[Stored records]
+===+

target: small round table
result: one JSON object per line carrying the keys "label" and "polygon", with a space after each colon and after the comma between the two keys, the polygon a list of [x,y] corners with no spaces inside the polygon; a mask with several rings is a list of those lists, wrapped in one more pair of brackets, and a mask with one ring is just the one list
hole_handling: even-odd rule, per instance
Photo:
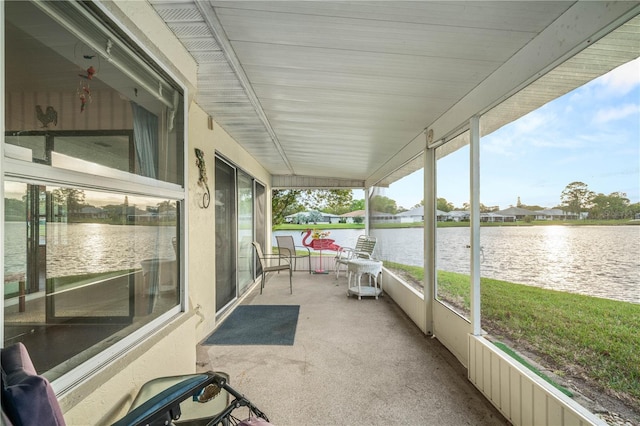
{"label": "small round table", "polygon": [[[358,299],[362,299],[362,296],[374,296],[377,299],[382,294],[382,283],[378,283],[378,274],[382,272],[382,261],[353,259],[347,262],[347,271],[349,276],[347,296],[354,294],[358,296]],[[369,281],[369,285],[360,285],[364,274],[373,278],[373,286],[371,281]],[[352,276],[355,276],[353,285],[351,284]]]}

+===+

* **Directions**
Every line above should be duplicated exactly; the pictures are to be left out.

* **Task solution**
target: small round table
result: one JSON object per line carrying the keys "label" and "polygon", with a space after each colon and after the comma between the two keys, the polygon a list of [x,y] corners with no spaces inside the polygon; a mask with several rings is a list of those lists, wrapped in one more pair of brackets, and a mask with one ring is just the one list
hole_handling: even-odd rule, per instance
Photo:
{"label": "small round table", "polygon": [[[358,299],[362,299],[362,296],[374,296],[377,299],[382,294],[382,283],[378,283],[378,274],[382,272],[382,261],[353,259],[347,262],[347,271],[349,276],[347,296],[354,294],[358,296]],[[369,281],[369,285],[360,285],[364,274],[373,278],[373,286],[371,281]],[[352,276],[355,276],[353,285],[351,284]]]}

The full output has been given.